> **本文**:
'''
歌川国政(四代) 作「源頼朝 市川團十郎他」刀剣ワールド財団所蔵
本役者浮世絵では、鎌倉幕府の初代将軍となった源頼朝や、その異母弟の源義経、さらには「鎌倉殿の13人」のひとりであり初代執権となる「北条時政」(ほうじょうときまさ)という、鎌倉幕府設立の立役者達が歌舞伎の舞台に顔を揃えています。
本役者浮世絵の右手側奥の源頼朝を演じるのは画題にもなっている「市川團十郎」。市川團十郎は、歌舞伎役者の名跡(みょうせき:代々継承される名前)の中でも代表的な名のひとつです。源頼朝の手前が「中村芝翫」演じる北条時政。
このふたりに向き合う中央の若者が源義経で、「中村福助」(なかむらふくすけ)が演じています。その後ろに控えているのは、奥州藤原氏の当主「藤原秀衡」(ふじわらのひでひら)の命により源義経に随行している「佐藤継信」(さとうつぐのぶ)・「佐藤忠信」(さとうただのぶ)兄弟。
左手側端には源義経の家来「常陸坊海尊」(ひたちぼうかいそん)の姿も見えます。平安時代から鎌倉時代へと歴史を動かした武将達が一堂に会する、役者浮世絵らしい豪華な作品です。
歌川国貞(三代) 作「歌舞伎座新狂言 十二時会稽曽我」刀剣ワールド財団所蔵
1193年(建久4年)5月、源頼朝は富士山の裾野で大規模な巻狩(まきがり:軍事訓練をかねた狩りの一種)を開催しました。本役者浮世絵は、その際に起こった曽我兄弟の仇討ちを題材とする作品群「曽我物」の歌舞伎演目のひとつ「十二時会稽曽我」(じゅうにときかいけいそが)を描いています。
本役者浮世絵の左手側から、「初代 市川左團次」(しょだい いちかわさだんじ)が演じる曽我兄弟の弟「曽我五郎」(そがごろう)と、「5代 尾上菊五郎」が演じる兄の「曽我十郎」(そがじゅうろう)。その隣で弓を手にしている武将が曽我兄弟の父の仇「工藤祐経」(くどうすけつね)で9代・市川團十郎が演じています。
右手側の「亀菊」(かめぎく)を演じるのは「5代 尾上栄三郎」(ごだい おのええいざぶろう)です。「曽我物」は、とりわけ江戸時代に人気を博し、江戸(現在の東京都)では歌舞伎の各座が正月狂言として必ず新作を上演することが通例となっていました。
'''
> **課題一覧**:
**A)** 役者浮世絵を紹介する本文のうち、「歌川国政(四代) 作「源頼朝 市川團十郎他」刀剣ワールド財団所蔵」という語句を含むところから書き始め、「いけいそが)を描いています。」という語句のところで書き終えて、その部分をそのまま書き写してもらえますか？
**B)** 記録の中の「Where can the light」を含む行から始めて「x=317, y=563」を含む行で終えるまでの各行を、両端の行も含め、そのまま出力してもらえますか？

[点アノテーションセットの記録]
'''
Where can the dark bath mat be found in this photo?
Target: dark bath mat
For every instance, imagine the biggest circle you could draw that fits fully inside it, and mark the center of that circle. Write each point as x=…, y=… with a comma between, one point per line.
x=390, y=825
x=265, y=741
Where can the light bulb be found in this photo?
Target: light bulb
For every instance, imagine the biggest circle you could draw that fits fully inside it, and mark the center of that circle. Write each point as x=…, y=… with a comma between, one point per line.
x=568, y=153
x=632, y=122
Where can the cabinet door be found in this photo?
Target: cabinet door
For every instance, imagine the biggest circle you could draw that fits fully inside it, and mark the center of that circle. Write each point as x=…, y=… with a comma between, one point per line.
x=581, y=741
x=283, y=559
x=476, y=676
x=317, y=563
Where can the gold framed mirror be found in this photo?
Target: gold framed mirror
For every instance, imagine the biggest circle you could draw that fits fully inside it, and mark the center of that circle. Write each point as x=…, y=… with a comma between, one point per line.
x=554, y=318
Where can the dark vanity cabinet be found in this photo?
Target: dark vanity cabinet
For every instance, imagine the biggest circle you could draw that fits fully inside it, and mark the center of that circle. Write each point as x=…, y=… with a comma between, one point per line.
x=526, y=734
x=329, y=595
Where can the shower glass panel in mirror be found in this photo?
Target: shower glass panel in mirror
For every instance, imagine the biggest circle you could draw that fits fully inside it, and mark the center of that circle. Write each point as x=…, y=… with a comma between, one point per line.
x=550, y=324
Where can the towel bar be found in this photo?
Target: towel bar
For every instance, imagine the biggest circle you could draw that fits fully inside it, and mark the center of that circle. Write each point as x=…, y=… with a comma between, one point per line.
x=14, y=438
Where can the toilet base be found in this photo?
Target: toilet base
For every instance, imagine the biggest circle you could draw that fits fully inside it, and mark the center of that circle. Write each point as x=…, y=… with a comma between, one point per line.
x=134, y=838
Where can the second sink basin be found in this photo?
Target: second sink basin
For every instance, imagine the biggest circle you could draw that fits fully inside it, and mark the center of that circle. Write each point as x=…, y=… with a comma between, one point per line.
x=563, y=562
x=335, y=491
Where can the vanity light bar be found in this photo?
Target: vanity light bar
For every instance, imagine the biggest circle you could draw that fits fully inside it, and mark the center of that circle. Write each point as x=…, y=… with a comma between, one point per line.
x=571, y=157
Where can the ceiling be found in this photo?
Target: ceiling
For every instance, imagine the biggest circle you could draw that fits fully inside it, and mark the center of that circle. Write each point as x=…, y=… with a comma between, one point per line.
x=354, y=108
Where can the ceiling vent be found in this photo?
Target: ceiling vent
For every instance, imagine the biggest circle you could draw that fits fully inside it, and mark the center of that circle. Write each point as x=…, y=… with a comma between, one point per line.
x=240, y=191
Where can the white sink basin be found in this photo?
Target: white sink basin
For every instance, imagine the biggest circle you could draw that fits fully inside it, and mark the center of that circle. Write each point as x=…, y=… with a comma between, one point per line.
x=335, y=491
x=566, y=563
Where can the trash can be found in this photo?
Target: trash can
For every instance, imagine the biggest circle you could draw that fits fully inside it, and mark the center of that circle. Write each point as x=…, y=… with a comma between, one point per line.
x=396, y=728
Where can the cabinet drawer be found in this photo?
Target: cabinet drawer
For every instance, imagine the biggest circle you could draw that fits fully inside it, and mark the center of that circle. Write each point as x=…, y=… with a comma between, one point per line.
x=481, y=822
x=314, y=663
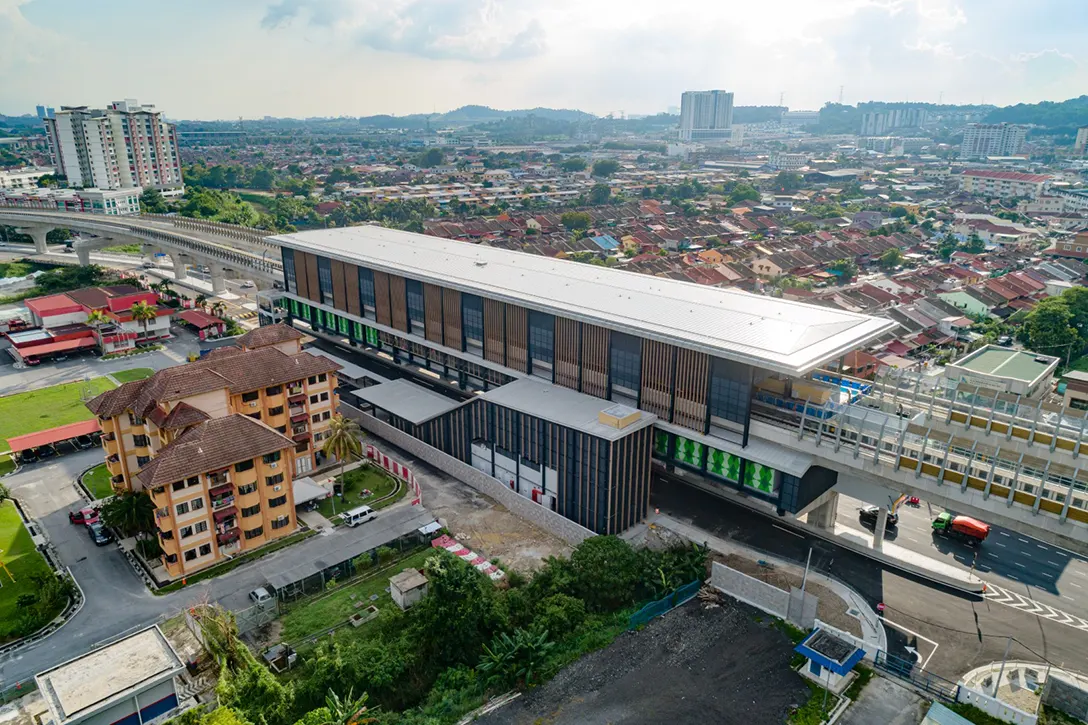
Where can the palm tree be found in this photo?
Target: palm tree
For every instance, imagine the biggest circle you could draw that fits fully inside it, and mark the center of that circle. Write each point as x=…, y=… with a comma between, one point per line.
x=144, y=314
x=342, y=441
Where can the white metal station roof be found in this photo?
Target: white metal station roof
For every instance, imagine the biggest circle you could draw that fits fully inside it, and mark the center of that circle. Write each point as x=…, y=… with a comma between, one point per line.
'''
> **課題の解答**:
**A)**
歌川国政(四代) 作「源頼朝 市川團十郎他」刀剣ワールド財団所蔵
本役者浮世絵では、鎌倉幕府の初代将軍となった源頼朝や、その異母弟の源義経、さらには「鎌倉殿の13人」のひとりであり初代執権となる「北条時政」(ほうじょうときまさ)という、鎌倉幕府設立の立役者達が歌舞伎の舞台に顔を揃えています。
本役者浮世絵の右手側奥の源頼朝を演じるのは画題にもなっている「市川團十郎」。市川團十郎は、歌舞伎役者の名跡(みょうせき:代々継承される名前)の中でも代表的な名のひとつです。源頼朝の手前が「中村芝翫」演じる北条時政。
このふたりに向き合う中央の若者が源義経で、「中村福助」(なかむらふくすけ)が演じています。その後ろに控えているのは、奥州藤原氏の当主「藤原秀衡」(ふじわらのひでひら)の命により源義経に随行している「佐藤継信」(さとうつぐのぶ)・「佐藤忠信」(さとうただのぶ)兄弟。
左手側端には源義経の家来「常陸坊海尊」(ひたちぼうかいそん)の姿も見えます。平安時代から鎌倉時代へと歴史を動かした武将達が一堂に会する、役者浮世絵らしい豪華な作品です。
歌川国貞(三代) 作「歌舞伎座新狂言 十二時会稽曽我」刀剣ワールド財団所蔵
1193年(建久4年)5月、源頼朝は富士山の裾野で大規模な巻狩(まきがり:軍事訓練をかねた狩りの一種)を開催しました。本役者浮世絵は、その際に起こった曽我兄弟の仇討ちを題材とする作品群「曽我物」の歌舞伎演目のひとつ「十二時会稽曽我」(じゅうにときかいけいそが)を描いています。

**B)**
Where can the light bulb be found in this photo?
Target: light bulb
For every instance, imagine the biggest circle you could draw that fits fully inside it, and mark the center of that circle. Write each point as x=…, y=… with a comma between, one point per line.
x=568, y=153
x=632, y=122
Where can the cabinet door be found in this photo?
Target: cabinet door
For every instance, imagine the biggest circle you could draw that fits fully inside it, and mark the center of that circle. Write each point as x=…, y=… with a comma between, one point per line.
x=581, y=741
x=283, y=559
x=476, y=676
x=317, y=563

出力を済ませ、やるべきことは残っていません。